◆ **Problem description**
Output only the lines from the one holding "the brown horse's" to the end of the data below, please, copied exactly.

=-=-=-=-=

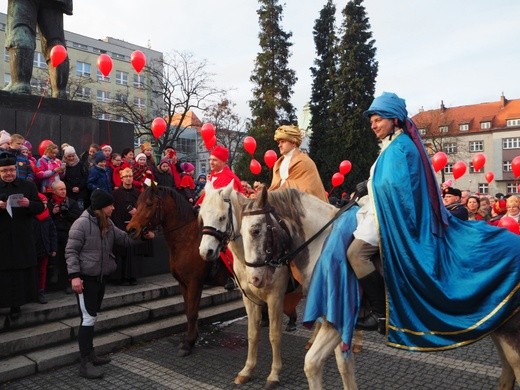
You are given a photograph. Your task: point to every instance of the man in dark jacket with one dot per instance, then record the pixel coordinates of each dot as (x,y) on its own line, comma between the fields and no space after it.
(22,18)
(451,197)
(19,202)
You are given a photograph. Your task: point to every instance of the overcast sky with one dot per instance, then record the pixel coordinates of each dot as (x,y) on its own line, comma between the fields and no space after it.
(462,52)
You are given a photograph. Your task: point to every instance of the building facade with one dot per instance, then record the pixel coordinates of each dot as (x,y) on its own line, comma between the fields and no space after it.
(492,129)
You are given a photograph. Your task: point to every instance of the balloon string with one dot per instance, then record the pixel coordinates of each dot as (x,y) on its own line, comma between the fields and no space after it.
(37,109)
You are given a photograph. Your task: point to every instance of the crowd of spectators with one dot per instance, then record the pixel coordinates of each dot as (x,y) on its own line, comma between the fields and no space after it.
(59,184)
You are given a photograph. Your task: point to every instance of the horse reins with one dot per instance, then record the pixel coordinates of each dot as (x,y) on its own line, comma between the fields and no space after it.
(286,257)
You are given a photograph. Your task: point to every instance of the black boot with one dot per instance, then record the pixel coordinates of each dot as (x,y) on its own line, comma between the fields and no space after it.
(87,369)
(59,77)
(373,287)
(98,360)
(21,63)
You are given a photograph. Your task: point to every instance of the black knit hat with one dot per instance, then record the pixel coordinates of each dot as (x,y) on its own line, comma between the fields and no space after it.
(100,199)
(7,159)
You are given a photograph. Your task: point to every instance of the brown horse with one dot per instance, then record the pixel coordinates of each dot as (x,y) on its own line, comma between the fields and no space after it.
(162,206)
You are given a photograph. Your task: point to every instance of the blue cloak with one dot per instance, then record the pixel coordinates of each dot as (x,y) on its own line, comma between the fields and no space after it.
(443,290)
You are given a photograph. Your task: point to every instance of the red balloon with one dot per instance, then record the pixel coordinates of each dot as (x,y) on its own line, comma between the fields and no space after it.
(489,176)
(138,60)
(210,142)
(43,145)
(250,145)
(270,158)
(459,169)
(344,167)
(58,55)
(104,64)
(439,161)
(478,161)
(158,127)
(207,132)
(255,167)
(515,166)
(510,224)
(337,179)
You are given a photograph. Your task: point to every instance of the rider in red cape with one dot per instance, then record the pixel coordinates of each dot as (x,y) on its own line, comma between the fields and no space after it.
(448,282)
(220,176)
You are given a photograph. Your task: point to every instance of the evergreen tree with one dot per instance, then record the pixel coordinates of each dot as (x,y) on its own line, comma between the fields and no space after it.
(357,71)
(271,104)
(323,125)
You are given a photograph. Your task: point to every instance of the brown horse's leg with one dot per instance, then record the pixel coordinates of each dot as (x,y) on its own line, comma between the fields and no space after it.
(191,292)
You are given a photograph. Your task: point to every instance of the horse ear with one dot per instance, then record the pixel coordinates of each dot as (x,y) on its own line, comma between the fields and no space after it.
(263,197)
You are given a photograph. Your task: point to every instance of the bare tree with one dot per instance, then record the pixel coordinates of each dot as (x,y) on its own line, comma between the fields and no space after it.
(176,85)
(230,128)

=-=-=-=-=

◆ **Solution to this problem**
You are given a photograph. Your task: point to every instance of the brown horse's leg with one dot per instance, then record the pixel coordinates of each dot as (x,y) on its own line, comma between the fields and no space after it.
(191,292)
You are given a photograph. Your task: point to every instance of the horse ear with one dot per instance, then record the pixel coordinates of each dot as (x,y) on its own line, comma between the fields and no space after it.
(263,197)
You are given a photograph. Your task: point to every instance of the bare tree with one dot per instance, then record the pixel coordinates of each dot as (x,y) on its own line, comma between the fields and no space after it.
(176,85)
(230,128)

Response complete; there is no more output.